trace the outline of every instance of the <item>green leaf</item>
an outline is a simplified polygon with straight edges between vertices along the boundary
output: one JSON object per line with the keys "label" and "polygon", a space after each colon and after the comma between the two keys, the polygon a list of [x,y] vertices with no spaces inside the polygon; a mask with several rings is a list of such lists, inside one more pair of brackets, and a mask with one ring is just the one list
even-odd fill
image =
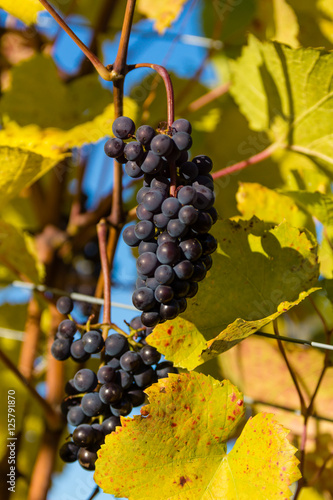
{"label": "green leaf", "polygon": [[44,10],[39,0],[24,0],[24,2],[0,0],[0,8],[6,10],[12,16],[17,17],[25,24],[36,23],[38,12]]}
{"label": "green leaf", "polygon": [[255,333],[301,302],[318,278],[311,233],[287,222],[217,222],[213,267],[188,309],[154,328],[149,344],[189,370]]}
{"label": "green leaf", "polygon": [[253,130],[333,170],[333,54],[250,36],[231,63],[231,93]]}
{"label": "green leaf", "polygon": [[[146,392],[149,405],[141,416],[122,418],[98,452],[95,481],[104,492],[129,500],[290,497],[288,485],[300,477],[298,460],[288,431],[272,415],[250,420],[226,455],[226,440],[244,413],[229,381],[171,374]],[[149,478],[142,481],[147,467]]]}
{"label": "green leaf", "polygon": [[34,240],[27,233],[0,220],[0,264],[12,274],[32,282],[43,280],[44,267],[38,262]]}

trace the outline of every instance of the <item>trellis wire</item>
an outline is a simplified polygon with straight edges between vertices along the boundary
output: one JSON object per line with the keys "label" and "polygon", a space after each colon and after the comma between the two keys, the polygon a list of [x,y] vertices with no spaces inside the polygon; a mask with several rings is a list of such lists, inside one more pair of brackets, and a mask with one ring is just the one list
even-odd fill
{"label": "trellis wire", "polygon": [[[64,292],[63,290],[59,290],[58,288],[49,288],[49,287],[46,287],[44,285],[36,285],[34,283],[26,283],[24,281],[13,281],[12,285],[19,287],[19,288],[25,288],[28,290],[37,290],[39,292],[50,292],[54,295],[60,295],[60,296],[66,295],[68,297],[71,297],[73,300],[79,300],[81,302],[88,302],[90,304],[104,305],[104,299],[98,299],[96,297],[92,297],[90,295],[83,295],[81,293],[76,293],[76,292],[67,293],[67,292]],[[122,304],[120,302],[111,301],[111,306],[137,312],[137,309],[134,306],[131,306],[128,304]],[[306,345],[308,347],[313,347],[315,349],[324,349],[327,351],[333,351],[333,345],[330,345],[330,344],[322,344],[320,342],[312,342],[310,340],[305,340],[305,339],[295,339],[295,338],[291,338],[291,337],[283,337],[282,335],[279,335],[279,337],[277,337],[276,335],[274,335],[272,333],[265,333],[265,332],[255,332],[254,335],[258,335],[260,337],[267,337],[267,338],[274,339],[274,340],[277,340],[277,338],[278,338],[279,340],[282,340],[283,342],[291,342],[293,344],[302,344],[302,345]]]}

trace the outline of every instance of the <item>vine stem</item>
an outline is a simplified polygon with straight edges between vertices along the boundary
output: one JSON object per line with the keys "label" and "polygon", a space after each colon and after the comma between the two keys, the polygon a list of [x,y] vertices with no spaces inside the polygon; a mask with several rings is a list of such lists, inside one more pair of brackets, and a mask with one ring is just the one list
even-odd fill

TASK TO COMPLETE: Rewrite all the lines of the items above as a single numbered list, skipping blank lines and leaving out the pictures.

RESPONSE TO THE TASK:
1. trace the outline of every instance of the <item>green leaf</item>
2. an outline is a simplified polygon with straight edges between vertices along the boundary
3. output: one JSON object per line with the keys "label" and "polygon", a space after each colon and after the comma between the two keys, the polygon a list of [x,y] vertices with no spaces inside the polygon; a mask with several rings is a list of such lists, inside one more pair of brackets, and a mask with one ring is just the one list
4. even-odd fill
5. image =
6. {"label": "green leaf", "polygon": [[44,10],[39,0],[24,0],[24,2],[0,0],[0,8],[6,10],[12,16],[17,17],[25,24],[36,23],[38,12]]}
7. {"label": "green leaf", "polygon": [[255,333],[301,302],[318,278],[311,233],[287,222],[217,222],[213,267],[188,309],[154,328],[149,344],[189,370]]}
8. {"label": "green leaf", "polygon": [[253,130],[333,170],[333,54],[250,36],[231,63],[231,93]]}
9. {"label": "green leaf", "polygon": [[[146,392],[149,405],[141,416],[122,418],[98,452],[95,481],[104,492],[129,500],[290,497],[288,485],[300,477],[298,460],[288,431],[272,415],[250,420],[226,455],[226,440],[244,413],[229,381],[171,374]],[[149,478],[142,481],[147,467]]]}
10. {"label": "green leaf", "polygon": [[34,240],[27,233],[0,220],[0,264],[12,274],[32,282],[43,280],[44,267],[38,262]]}
11. trace the outline of every instance of the <item>trellis wire</item>
12. an outline is a simplified polygon with straight edges between vertices along the boundary
13. output: one JSON object per line with the keys "label" and "polygon", a space after each colon and after the comma between the two keys, the polygon a list of [x,y] vertices with no spaces inside the polygon; a mask with several rings is a list of such lists, inside one more pair of brackets, and a mask with one ring is just the one list
14. even-odd fill
15. {"label": "trellis wire", "polygon": [[[64,292],[63,290],[59,290],[58,288],[49,288],[49,287],[46,287],[44,285],[36,285],[34,283],[26,283],[24,281],[13,281],[12,285],[19,287],[19,288],[25,288],[28,290],[37,290],[39,292],[50,292],[54,295],[60,295],[60,296],[66,295],[68,297],[71,297],[73,300],[79,300],[81,302],[88,302],[90,304],[104,305],[104,299],[98,299],[96,297],[92,297],[90,295],[83,295],[81,293],[76,293],[76,292],[67,293],[67,292]],[[122,304],[120,302],[111,301],[111,306],[137,312],[137,309],[134,306],[131,306],[128,304]],[[306,345],[308,347],[313,347],[315,349],[324,349],[327,351],[333,351],[333,345],[330,345],[330,344],[322,344],[320,342],[312,342],[310,340],[305,340],[305,339],[295,339],[295,338],[291,338],[291,337],[283,337],[282,335],[279,335],[279,337],[277,337],[276,335],[274,335],[272,333],[265,333],[265,332],[255,332],[254,335],[258,335],[260,337],[267,337],[267,338],[274,339],[274,340],[277,340],[277,338],[278,338],[279,340],[282,340],[283,342],[291,342],[293,344],[302,344],[302,345]]]}
16. trace the outline of every instance of the <item>vine stem</item>
17. an outline is a simplified polygon with straight edges between vertices along the boundary
18. output: one JSON object per line with the keys "label" and "polygon", a space after each colon and after the comma between the two keys, the polygon a list of [x,y] vertices with no spaces inside the polygon; a mask with several rings is a list of such lists, inside one more pair of brackets, and a mask with one ring is just the one list
19. even-odd fill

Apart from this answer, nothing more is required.